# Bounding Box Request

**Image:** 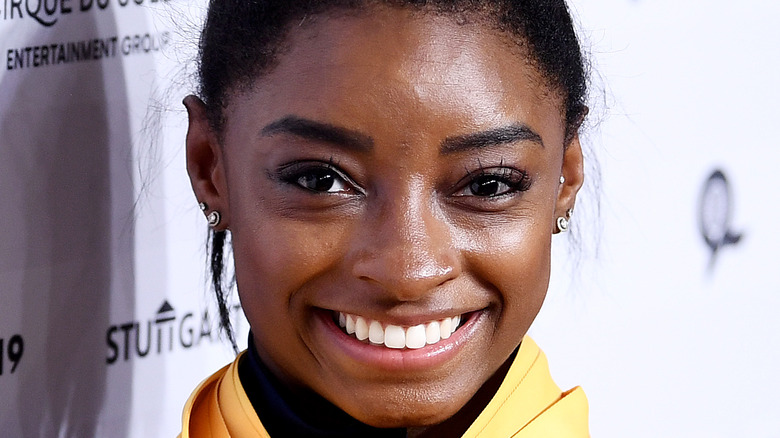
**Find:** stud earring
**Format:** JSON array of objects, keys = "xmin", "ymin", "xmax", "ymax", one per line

[
  {"xmin": 206, "ymin": 210, "xmax": 222, "ymax": 228},
  {"xmin": 555, "ymin": 208, "xmax": 574, "ymax": 233}
]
===
* [What this task involves]:
Output every line of the records above verbatim, omitting the pictures.

* [Result]:
# Bounding Box Request

**Image:** 
**Find:** stud earring
**Format:** JSON array of objects, keys = "xmin", "ymin", "xmax", "ymax", one per line

[
  {"xmin": 206, "ymin": 210, "xmax": 222, "ymax": 228},
  {"xmin": 555, "ymin": 208, "xmax": 574, "ymax": 233}
]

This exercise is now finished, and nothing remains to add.